(begin)

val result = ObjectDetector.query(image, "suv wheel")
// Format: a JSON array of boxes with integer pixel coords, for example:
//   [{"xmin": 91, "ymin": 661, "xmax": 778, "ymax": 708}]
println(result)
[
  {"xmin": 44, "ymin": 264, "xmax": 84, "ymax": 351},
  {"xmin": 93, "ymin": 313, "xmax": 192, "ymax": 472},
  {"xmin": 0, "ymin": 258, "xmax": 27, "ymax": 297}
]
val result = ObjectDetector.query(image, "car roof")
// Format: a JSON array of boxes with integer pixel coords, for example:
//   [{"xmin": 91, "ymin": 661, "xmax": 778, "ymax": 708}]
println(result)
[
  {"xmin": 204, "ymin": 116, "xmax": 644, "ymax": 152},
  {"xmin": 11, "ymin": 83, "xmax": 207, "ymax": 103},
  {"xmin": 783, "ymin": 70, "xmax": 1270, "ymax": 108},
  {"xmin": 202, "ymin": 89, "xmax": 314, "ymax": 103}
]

(end)
(begin)

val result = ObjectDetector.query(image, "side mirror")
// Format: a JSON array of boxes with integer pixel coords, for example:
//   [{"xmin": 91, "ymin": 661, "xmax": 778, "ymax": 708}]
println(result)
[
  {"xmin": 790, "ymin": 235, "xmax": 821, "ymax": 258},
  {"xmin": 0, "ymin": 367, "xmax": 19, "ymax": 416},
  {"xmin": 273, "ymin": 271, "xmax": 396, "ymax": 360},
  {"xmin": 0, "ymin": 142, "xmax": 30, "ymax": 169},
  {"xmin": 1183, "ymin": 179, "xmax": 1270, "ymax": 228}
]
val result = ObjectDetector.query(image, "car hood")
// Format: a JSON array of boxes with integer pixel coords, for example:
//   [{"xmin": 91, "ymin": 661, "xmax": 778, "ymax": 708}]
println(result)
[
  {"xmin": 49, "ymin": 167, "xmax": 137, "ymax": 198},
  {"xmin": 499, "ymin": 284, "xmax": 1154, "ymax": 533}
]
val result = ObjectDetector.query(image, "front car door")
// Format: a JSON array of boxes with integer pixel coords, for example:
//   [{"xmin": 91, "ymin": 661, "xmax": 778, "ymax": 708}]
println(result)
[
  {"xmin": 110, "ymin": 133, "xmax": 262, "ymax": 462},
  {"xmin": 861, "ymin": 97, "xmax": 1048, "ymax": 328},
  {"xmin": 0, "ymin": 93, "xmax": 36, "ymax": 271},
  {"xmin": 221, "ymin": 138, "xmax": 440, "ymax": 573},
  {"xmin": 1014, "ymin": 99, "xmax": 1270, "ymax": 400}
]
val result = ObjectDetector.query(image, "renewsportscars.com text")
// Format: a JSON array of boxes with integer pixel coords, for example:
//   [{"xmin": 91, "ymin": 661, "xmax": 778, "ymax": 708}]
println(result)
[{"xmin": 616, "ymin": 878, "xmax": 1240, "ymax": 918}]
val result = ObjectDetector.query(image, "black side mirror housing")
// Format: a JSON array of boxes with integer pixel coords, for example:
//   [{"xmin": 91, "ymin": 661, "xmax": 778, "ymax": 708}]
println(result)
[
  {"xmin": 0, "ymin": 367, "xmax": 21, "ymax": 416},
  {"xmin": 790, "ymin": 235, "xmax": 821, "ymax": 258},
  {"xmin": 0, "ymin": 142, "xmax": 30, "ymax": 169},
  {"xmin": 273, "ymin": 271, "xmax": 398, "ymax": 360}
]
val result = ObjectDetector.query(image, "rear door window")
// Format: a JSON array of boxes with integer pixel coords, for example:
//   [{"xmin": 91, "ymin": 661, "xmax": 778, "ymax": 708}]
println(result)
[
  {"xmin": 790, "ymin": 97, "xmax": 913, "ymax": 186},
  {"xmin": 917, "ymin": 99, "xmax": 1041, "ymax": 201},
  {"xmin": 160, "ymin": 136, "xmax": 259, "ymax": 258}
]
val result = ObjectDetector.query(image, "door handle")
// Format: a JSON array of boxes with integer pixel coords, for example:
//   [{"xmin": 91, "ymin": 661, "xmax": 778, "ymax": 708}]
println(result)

(end)
(begin)

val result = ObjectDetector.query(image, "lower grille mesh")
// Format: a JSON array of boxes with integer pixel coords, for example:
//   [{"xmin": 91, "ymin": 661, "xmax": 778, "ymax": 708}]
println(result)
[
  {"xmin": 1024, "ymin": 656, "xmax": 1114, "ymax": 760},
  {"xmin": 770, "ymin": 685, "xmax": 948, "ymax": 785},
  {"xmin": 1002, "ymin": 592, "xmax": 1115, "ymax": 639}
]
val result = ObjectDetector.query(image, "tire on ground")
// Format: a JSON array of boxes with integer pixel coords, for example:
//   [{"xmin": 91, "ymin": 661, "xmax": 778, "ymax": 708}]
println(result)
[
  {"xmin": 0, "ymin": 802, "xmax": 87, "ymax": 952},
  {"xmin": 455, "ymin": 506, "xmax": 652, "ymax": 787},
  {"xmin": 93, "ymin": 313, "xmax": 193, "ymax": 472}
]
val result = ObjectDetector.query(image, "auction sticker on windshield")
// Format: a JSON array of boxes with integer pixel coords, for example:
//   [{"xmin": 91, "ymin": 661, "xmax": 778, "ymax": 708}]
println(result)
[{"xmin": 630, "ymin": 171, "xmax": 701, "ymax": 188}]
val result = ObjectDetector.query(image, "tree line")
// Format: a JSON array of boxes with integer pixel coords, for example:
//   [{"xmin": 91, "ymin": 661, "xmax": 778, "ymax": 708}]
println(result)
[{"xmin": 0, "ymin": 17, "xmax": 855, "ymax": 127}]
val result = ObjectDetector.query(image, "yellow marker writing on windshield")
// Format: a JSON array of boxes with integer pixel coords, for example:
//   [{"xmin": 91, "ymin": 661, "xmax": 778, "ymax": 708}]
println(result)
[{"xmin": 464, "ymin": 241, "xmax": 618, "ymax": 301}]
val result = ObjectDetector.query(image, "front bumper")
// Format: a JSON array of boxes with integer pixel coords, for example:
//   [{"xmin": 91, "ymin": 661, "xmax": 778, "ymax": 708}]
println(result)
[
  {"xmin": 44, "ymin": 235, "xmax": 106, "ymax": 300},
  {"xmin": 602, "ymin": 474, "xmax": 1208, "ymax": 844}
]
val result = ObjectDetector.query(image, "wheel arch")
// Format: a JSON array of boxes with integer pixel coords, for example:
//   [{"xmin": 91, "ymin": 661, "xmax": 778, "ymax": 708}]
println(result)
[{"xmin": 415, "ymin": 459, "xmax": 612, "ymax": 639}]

(end)

**Task goal**
Pick out every line of the entries above that contains the string "mirror", and copy each one in full. The match is case-sensitive.

**Task result**
val result = ObjectDetector.query(image, "side mirror")
val result = ObjectDetector.query(image, "black side mirror housing")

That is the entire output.